→ AUSGEWÄHLTER ABSCHNITT:
++++++++++

Jedenfalls merkte ich zu einem Zeitpunkt mitten während der Nacht, dass der Trommel-Rhythmus für mein Empfinden völlig entgleiste. Aggressiv, schnell und unrhythmisch schlugen die Trommeln. Ich glaube, bei einem Patienten wäre die dazu passende Diagnose Herzflimmern gewesen, deren Folge unbehandelt meist tödlich ist.
Auch ich merkte, wie ich im Begriff war, mich von der Aggression des Rhytmus‘ anstecken zu lassen, aber zum Glück gelang es mir, diesem entgegen zu wirken. Trotz des dämmrigen Lichts nahm ich wahr, dass auch andere Trommler sich mit dem schnellen Rhythmus unwohl fühlten. Und so transformierte ich die in mir entstehenden Gefühle in einen gewissen Ehrgeiz – den Ehrgeiz, einen neuen, stabilen Herz-Rhythmus zu etablieren.
Was ich zunächst auf den Djembés probierte – ein völlig aussichtsloses Unterfangen: Zu unscheinbar war deren Klang.

++++++++++

→ AUFGABE A: Nenne alle Adjektive, mit denen der Abschnitt über die Trommelnacht beschreibt, wie die Trommeln schlugen.
→ AUFGABE B: Welche Diagnose hätte laut dem Abschnitt über die Trommelnacht bei einem Patienten zu dem entgleisten Rhythmus gepasst?
→ AUFGABE C: Greif den Abschnitt über die Trommelnacht nach seinem letzten Satz auf und schreib ihn weiter.

→ Daten zur Punktlokalisierung:
++++++++++

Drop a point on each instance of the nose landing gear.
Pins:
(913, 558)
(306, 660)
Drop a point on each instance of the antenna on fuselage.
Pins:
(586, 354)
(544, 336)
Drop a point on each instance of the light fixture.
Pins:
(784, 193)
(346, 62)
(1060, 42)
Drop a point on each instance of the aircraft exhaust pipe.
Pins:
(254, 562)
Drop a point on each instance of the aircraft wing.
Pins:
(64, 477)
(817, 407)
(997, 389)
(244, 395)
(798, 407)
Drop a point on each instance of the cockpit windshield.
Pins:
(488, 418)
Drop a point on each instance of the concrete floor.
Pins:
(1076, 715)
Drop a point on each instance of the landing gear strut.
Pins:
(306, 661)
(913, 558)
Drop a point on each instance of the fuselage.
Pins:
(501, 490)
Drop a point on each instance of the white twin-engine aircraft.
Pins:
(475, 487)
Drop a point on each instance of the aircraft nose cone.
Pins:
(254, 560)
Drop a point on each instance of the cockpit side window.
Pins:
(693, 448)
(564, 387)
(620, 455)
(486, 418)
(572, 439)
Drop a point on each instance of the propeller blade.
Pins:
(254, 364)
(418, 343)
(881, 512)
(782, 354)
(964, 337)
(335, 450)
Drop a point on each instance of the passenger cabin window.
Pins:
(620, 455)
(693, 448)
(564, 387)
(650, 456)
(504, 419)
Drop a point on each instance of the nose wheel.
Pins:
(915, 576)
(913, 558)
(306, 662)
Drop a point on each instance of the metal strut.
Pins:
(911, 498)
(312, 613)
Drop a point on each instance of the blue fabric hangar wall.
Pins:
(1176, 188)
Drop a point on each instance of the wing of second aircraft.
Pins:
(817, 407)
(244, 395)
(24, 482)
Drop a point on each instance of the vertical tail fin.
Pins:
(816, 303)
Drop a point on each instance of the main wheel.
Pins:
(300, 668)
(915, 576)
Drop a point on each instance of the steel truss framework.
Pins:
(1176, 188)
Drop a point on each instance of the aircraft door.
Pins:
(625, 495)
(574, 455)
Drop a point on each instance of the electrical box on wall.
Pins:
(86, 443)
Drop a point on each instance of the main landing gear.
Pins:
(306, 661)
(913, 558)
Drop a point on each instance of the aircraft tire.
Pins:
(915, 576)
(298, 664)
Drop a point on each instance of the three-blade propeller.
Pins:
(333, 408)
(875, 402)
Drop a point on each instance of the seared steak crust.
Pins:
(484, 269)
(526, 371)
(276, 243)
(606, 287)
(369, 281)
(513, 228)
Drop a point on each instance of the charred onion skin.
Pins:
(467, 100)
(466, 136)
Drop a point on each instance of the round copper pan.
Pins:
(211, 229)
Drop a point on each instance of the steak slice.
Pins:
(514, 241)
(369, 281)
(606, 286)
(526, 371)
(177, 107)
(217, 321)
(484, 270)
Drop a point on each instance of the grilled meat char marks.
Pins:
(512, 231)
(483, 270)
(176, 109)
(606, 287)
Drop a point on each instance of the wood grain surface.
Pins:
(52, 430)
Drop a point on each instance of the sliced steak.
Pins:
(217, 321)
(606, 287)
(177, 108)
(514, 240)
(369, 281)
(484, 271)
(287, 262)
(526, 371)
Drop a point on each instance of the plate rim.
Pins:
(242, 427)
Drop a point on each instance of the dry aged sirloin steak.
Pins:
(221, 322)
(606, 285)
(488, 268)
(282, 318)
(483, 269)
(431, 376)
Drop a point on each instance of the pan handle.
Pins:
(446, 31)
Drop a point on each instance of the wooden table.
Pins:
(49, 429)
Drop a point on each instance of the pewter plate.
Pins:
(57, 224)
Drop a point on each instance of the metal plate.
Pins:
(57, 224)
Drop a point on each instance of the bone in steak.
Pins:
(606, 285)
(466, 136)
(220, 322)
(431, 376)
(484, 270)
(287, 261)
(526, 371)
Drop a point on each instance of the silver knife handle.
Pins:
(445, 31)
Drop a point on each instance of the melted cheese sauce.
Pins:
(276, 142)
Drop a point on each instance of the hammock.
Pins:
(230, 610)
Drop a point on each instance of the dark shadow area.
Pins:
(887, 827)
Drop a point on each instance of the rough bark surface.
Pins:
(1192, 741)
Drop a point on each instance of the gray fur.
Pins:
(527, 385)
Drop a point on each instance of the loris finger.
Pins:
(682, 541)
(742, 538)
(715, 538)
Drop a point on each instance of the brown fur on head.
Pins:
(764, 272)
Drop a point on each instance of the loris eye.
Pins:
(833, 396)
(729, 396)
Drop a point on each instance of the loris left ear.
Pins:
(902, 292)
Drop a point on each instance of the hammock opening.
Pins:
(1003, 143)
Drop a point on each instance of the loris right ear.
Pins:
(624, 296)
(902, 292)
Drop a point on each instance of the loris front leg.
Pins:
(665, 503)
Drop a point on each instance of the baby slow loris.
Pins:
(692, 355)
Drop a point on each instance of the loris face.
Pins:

++++++++++

→ LÖSUNG A: aggressiv, schnell, unrhythmisch

→ LÖSUNG B: Herzflimmern

→ LÖSUNG C:
Als ich mich dann eine Weile später an die Bass-Drums wagte, erinnerte ich mich an die Körperhaltung und Worte von Nils Tannert. Leicht gegrätschter, lockerer Stand – tief durchatmen – und trommeln: Da – dum. Pause. Da – dum. Pause. Da – dum. Pause. Ein schöner, regelmäßiger Rhythmus – der sich allerdings schwer tat, gegen das wilde Rasen der überwiegenden Mehrheit wahrgenommen zu werden.
Ich nahm Blickkontakt auf – eine Person nach der anderen – mit denjenigen, von denen ich vorher wahrgenommen hatten, dass sie sich unwohl fühlten. Was nur teilweise erfolgreich war, aber immerhin einige stiegen in den von mir getrommelten Rhythmus mit ein. Mit anderen wiederum kam kein Blickkontakt zustande, und einer von denen verließ – sich alleine wähnend – frustriert den Raum.
Klar, nun war es eine wahre Kakophonie, ein Durcheinander der Rhythmen, Tempi und Klänge, was in gewisser Hinsicht ziemlich grausam für’s Ohr war. Einige der oben erwähnten Trommler schlossen sich wieder der rasenden Mehrheit an. Aber so schnell wollte ich nicht aufgeben. Kurze Pause. Ordentlich hinstellen. Tief durchatmen – und trommeln: Da – dum. Pause. Blickkontakt aufnehmen. Da – dum. Pause. Da – dum. Pause. Blickkontakt aufnehmen. Tief durchatmen: Da – dum. Pause. Blickkontakt aufnehmen. Da – dum. Pause. Da – dum. Pause. Da – dum. Pause. Blickkontakt aufnehmen. Da – dum. Pause. Da – dum. Pause.
Einer nach dem anderen fällt in diesen regelmäßigen Takt ein – der Herzflimmern-Patient ist tot, aber dafür lebt ein anderer Herzrhythmus. Ein Rhythmus, der beruhigt, Geborgenheit vermittelt.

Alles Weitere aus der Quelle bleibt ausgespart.